> [PROBLEM REQUIREMENTS]:
Can you turn everything from the line containing "Where can the peeling" down to the line containing "(1086, 484)" into a numbered list, leaving out blank lines?

================

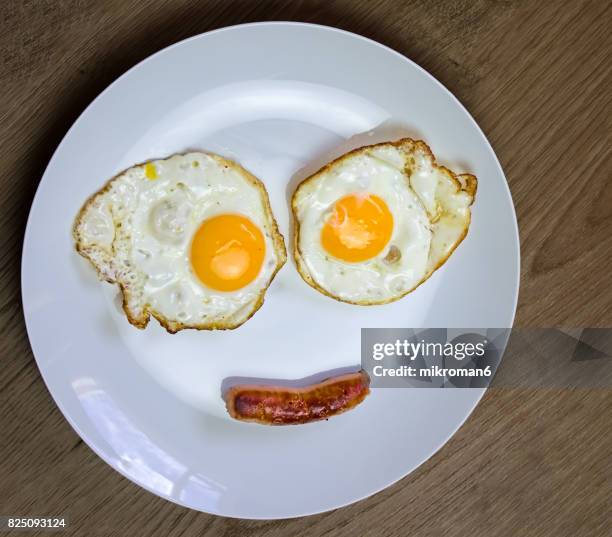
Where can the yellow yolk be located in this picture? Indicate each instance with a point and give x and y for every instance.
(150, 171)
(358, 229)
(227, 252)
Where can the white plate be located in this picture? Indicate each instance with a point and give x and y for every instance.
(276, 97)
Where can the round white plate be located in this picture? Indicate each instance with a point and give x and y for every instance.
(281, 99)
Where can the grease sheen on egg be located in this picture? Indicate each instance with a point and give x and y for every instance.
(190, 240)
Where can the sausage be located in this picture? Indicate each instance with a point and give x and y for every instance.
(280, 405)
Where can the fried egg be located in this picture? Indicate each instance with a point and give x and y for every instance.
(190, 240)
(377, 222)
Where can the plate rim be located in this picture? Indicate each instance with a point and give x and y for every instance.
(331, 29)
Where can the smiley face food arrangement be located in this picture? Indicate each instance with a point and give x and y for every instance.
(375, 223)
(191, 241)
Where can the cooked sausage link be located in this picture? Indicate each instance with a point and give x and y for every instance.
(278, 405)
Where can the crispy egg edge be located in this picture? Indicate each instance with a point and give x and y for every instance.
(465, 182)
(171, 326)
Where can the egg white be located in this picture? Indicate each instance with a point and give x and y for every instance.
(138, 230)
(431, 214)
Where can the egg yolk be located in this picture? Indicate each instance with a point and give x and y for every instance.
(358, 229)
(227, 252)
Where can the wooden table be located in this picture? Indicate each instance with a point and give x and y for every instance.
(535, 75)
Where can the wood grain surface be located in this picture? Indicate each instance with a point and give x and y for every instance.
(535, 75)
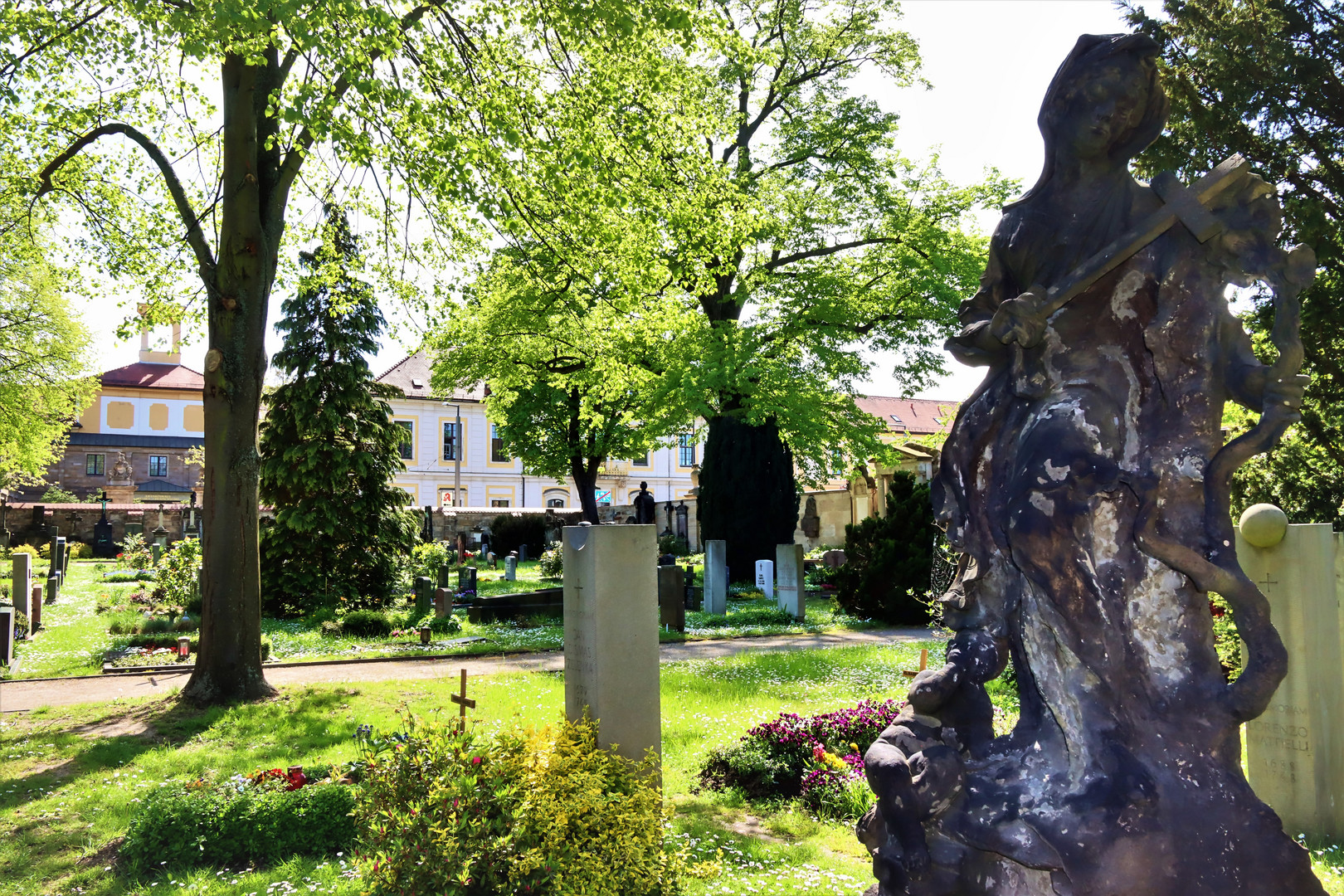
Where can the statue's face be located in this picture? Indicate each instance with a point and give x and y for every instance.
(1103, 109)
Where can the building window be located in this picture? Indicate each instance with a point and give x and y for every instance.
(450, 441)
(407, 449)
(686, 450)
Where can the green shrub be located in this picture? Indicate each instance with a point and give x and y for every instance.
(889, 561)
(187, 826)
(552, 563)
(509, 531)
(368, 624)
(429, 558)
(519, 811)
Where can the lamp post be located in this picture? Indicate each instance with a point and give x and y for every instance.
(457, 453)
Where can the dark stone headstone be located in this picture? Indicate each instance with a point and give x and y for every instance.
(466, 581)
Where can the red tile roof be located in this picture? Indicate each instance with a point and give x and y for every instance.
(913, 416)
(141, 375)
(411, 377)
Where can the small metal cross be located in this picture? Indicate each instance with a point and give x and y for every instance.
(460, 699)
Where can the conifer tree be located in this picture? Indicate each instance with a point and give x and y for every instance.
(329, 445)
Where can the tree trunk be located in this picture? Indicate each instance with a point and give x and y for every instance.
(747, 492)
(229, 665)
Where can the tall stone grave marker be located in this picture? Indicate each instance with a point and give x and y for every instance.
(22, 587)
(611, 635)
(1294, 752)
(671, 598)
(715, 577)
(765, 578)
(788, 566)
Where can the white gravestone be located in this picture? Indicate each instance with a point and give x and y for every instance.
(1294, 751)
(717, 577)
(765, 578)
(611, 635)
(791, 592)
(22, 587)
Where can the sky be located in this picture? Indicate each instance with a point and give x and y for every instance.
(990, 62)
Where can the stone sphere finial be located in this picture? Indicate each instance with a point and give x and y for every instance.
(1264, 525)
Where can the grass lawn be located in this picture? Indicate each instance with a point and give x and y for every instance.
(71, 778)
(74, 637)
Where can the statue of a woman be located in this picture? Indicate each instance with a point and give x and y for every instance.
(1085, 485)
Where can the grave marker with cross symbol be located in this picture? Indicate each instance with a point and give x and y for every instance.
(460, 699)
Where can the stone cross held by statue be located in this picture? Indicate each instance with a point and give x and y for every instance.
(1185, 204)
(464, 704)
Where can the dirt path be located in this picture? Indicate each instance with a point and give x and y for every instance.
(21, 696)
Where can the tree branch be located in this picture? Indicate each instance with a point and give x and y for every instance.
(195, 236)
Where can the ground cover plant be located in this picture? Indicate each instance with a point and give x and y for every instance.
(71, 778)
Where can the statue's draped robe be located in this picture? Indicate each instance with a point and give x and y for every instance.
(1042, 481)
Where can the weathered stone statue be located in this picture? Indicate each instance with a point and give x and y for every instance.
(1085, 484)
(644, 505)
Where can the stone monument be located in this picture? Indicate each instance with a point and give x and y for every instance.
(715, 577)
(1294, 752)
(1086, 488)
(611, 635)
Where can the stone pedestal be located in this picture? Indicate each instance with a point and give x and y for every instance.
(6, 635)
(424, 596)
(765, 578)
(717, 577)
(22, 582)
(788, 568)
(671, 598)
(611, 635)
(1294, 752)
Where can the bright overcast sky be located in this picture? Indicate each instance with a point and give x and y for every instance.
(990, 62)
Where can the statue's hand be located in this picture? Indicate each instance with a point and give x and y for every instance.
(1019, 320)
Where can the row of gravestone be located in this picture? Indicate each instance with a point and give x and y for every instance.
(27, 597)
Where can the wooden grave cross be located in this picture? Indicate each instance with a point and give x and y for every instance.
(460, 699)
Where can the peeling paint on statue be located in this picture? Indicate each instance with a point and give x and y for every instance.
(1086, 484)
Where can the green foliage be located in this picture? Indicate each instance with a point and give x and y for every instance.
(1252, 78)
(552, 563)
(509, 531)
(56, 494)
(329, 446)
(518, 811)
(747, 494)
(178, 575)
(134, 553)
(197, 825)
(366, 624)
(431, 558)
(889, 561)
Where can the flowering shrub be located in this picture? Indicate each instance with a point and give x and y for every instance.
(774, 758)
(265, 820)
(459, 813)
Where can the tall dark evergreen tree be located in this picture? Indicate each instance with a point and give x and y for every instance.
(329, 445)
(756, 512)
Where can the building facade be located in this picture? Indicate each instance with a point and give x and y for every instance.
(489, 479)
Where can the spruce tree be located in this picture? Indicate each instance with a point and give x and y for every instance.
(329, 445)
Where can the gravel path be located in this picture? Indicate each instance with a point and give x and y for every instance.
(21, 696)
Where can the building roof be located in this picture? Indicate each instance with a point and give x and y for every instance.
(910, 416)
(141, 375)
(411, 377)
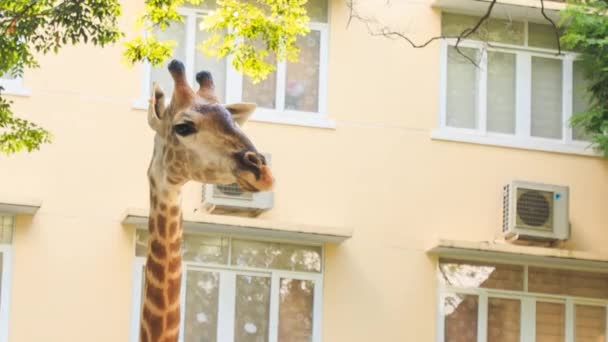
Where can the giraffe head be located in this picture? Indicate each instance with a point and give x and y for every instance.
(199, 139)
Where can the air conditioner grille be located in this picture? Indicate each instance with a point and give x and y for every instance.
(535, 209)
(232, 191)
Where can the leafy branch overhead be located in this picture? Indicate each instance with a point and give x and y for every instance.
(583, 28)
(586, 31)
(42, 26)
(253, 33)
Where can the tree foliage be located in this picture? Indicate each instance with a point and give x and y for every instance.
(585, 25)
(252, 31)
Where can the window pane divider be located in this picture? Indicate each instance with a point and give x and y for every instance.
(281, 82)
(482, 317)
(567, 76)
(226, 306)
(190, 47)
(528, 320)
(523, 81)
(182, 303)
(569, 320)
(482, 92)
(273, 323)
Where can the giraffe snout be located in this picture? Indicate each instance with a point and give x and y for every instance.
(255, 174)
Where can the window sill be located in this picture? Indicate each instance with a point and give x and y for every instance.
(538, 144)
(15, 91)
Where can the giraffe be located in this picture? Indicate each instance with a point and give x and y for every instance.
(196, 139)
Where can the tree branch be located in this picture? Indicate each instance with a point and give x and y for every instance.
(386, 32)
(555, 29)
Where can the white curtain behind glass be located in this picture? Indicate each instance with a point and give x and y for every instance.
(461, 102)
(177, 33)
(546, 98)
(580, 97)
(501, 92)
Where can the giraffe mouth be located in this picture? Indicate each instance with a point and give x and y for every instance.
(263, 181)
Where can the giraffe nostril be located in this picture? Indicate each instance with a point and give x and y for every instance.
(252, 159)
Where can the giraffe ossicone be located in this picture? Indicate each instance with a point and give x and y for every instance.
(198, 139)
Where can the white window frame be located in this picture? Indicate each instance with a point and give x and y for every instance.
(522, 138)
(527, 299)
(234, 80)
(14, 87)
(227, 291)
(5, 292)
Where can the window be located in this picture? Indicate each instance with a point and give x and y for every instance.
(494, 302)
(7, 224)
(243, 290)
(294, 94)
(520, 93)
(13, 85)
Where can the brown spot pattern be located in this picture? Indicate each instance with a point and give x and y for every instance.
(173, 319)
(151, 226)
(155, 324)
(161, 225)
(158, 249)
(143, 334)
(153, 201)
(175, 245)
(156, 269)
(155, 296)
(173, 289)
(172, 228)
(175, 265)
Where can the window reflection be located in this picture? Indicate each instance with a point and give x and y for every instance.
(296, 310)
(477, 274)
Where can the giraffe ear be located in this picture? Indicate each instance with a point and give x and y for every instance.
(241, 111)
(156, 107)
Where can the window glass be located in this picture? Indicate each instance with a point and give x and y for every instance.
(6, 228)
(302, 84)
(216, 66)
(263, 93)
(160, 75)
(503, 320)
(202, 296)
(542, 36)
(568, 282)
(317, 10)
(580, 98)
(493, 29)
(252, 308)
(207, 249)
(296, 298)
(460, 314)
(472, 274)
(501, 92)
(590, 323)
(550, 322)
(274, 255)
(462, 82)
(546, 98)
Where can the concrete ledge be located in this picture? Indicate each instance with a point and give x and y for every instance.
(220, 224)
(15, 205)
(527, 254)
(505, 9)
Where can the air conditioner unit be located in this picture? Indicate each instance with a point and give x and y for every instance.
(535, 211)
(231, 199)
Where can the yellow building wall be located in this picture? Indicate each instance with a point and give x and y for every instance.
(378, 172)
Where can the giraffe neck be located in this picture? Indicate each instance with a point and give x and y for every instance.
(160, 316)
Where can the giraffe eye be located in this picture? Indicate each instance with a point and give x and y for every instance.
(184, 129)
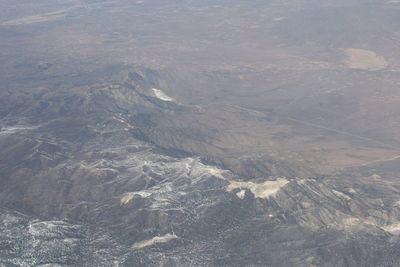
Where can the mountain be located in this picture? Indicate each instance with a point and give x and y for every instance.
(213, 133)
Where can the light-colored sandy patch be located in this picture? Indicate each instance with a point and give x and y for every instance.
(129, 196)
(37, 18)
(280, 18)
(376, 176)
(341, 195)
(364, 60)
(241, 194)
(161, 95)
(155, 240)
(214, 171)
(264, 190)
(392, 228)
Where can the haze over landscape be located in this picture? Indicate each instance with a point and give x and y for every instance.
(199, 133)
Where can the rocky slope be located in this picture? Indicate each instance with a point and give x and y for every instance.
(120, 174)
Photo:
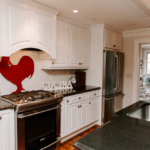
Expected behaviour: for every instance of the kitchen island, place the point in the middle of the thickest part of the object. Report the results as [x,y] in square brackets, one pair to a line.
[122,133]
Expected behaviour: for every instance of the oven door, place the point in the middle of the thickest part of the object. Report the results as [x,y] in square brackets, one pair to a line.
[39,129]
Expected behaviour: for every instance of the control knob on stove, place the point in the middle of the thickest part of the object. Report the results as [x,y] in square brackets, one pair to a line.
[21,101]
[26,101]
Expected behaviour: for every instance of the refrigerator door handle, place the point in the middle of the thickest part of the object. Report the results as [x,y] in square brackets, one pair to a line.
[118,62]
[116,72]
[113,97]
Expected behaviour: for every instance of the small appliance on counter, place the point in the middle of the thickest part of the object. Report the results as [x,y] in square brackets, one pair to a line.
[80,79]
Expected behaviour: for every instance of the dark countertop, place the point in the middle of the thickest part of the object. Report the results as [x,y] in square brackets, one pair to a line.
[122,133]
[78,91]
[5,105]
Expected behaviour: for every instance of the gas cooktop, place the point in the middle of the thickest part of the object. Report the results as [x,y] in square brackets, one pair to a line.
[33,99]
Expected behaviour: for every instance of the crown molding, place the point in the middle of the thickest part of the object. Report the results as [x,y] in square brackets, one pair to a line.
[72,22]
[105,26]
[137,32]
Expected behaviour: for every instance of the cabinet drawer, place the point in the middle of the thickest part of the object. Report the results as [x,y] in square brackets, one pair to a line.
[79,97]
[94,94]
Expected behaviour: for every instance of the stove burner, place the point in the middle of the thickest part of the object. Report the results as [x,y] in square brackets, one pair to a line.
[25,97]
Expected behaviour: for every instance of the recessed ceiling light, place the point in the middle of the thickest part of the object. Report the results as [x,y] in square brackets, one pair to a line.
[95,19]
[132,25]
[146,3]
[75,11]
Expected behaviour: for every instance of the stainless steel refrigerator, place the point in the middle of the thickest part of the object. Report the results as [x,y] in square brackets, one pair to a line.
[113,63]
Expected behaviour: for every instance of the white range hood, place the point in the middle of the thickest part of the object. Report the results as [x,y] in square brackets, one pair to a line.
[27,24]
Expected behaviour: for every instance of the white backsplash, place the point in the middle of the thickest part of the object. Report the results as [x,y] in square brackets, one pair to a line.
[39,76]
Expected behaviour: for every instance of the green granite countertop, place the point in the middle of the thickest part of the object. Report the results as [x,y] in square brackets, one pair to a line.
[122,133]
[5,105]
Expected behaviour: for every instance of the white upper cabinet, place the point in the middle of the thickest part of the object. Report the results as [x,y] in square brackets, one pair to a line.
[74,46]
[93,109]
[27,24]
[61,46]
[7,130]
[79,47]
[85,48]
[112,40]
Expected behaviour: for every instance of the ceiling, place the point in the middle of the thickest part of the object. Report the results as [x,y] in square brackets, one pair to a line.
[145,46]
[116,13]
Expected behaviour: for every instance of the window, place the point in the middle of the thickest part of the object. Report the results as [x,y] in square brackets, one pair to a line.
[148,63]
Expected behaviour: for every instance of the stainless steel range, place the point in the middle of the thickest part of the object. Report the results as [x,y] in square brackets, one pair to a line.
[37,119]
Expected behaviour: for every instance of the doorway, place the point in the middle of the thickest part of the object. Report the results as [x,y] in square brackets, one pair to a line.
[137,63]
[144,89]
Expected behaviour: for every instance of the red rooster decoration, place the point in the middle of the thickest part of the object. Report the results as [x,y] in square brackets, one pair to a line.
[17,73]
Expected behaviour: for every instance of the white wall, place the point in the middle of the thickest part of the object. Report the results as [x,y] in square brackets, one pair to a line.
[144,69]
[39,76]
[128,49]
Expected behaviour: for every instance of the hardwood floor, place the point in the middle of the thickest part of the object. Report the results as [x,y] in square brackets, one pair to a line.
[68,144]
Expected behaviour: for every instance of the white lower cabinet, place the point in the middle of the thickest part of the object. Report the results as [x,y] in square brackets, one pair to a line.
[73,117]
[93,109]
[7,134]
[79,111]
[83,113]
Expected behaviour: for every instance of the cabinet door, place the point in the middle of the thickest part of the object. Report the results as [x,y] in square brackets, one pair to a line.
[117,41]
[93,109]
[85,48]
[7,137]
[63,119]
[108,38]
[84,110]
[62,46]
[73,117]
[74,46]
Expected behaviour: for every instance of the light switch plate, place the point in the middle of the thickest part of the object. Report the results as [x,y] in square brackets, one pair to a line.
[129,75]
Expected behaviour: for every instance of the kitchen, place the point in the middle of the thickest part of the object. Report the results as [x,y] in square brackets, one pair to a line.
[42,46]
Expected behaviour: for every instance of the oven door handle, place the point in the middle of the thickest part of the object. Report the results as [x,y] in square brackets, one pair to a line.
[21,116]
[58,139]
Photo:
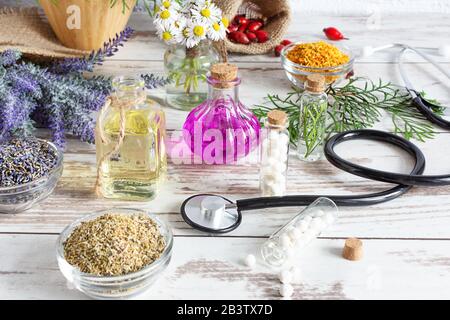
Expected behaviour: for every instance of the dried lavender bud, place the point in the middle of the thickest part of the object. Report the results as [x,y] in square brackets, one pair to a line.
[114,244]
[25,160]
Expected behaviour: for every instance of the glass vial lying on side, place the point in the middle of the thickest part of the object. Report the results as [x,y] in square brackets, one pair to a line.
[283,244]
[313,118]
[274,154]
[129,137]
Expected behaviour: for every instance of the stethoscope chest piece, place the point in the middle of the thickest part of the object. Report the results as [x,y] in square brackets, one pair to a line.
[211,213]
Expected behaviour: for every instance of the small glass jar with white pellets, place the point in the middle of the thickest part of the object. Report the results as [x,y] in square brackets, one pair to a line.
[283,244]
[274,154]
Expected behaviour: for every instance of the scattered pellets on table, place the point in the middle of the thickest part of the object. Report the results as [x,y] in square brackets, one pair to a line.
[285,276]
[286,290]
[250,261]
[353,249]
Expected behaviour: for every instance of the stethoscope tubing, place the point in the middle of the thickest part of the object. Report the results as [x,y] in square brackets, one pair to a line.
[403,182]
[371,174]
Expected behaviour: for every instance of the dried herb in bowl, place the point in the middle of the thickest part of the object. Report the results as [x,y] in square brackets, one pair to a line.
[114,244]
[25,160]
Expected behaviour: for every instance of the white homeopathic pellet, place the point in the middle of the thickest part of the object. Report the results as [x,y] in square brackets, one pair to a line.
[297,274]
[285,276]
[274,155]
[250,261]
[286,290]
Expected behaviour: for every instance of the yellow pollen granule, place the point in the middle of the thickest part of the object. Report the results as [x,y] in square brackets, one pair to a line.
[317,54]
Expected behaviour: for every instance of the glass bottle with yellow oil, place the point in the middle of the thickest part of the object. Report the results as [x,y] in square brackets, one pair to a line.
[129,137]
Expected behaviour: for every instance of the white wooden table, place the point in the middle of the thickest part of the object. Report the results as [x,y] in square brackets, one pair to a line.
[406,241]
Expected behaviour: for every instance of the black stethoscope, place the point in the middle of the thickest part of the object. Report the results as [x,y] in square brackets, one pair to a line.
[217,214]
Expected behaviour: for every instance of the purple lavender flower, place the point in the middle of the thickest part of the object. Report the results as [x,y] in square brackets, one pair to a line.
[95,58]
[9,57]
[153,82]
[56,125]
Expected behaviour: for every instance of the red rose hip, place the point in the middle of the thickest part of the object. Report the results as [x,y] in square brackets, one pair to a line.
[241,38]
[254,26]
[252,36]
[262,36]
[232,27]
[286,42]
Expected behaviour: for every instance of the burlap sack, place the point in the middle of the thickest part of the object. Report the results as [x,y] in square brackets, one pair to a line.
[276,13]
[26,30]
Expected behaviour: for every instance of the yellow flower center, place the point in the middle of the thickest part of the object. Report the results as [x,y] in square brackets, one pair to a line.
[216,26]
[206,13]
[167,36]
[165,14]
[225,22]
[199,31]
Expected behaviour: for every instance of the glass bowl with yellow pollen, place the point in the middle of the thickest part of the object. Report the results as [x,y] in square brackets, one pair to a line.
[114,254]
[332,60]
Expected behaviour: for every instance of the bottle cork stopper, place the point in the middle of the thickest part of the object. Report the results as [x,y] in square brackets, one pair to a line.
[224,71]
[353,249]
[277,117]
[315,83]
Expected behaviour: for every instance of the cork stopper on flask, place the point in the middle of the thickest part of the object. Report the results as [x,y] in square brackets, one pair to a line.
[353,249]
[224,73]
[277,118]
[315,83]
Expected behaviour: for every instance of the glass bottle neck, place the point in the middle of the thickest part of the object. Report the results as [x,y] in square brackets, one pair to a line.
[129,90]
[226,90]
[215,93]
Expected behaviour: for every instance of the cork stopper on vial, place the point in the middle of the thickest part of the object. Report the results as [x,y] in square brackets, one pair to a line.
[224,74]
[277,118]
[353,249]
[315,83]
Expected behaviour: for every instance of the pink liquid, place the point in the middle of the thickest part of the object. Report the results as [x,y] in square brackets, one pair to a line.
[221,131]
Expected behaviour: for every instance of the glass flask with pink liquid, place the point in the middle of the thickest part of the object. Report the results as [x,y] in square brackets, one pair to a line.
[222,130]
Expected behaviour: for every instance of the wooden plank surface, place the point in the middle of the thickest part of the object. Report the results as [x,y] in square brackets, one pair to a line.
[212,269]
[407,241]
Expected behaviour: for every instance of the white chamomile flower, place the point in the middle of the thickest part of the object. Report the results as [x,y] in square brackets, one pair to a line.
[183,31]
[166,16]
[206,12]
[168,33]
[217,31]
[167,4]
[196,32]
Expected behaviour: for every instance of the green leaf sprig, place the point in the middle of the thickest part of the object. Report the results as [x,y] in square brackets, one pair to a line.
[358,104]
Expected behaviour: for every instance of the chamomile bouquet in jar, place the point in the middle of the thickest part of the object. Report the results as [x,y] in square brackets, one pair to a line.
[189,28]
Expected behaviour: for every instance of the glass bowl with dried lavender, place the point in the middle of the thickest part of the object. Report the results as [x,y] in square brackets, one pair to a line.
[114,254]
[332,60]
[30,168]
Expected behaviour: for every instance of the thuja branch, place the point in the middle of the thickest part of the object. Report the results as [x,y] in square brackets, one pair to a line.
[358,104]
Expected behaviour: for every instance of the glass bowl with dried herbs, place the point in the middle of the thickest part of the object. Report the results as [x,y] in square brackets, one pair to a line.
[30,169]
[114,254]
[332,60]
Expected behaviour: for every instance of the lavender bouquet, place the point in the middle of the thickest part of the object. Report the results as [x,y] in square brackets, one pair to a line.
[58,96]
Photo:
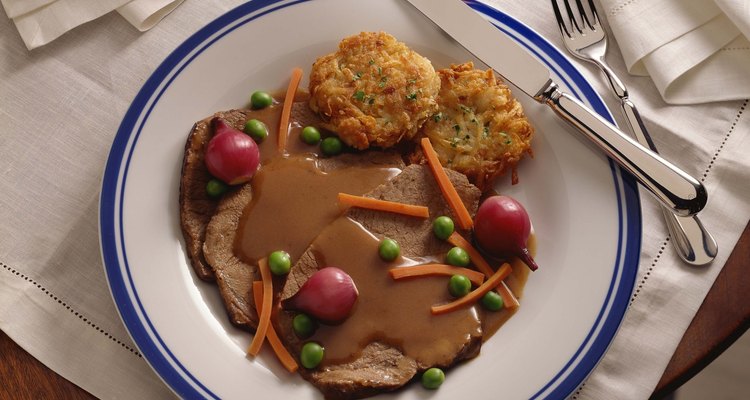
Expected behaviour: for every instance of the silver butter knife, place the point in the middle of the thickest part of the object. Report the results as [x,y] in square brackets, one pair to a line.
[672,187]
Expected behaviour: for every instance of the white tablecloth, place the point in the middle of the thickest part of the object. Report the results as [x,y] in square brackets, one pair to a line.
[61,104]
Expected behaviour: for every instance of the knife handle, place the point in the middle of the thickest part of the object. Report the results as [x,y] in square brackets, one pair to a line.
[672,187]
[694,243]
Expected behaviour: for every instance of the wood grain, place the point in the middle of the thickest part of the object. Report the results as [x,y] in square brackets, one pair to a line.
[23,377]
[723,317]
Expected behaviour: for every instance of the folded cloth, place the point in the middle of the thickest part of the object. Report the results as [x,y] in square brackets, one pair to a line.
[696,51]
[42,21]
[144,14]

================

> [REPLY]:
1. Where can the peeling paint on statue be located in this picture? Indicate each instance with a point and give x and y for every instance.
2. (1086, 484)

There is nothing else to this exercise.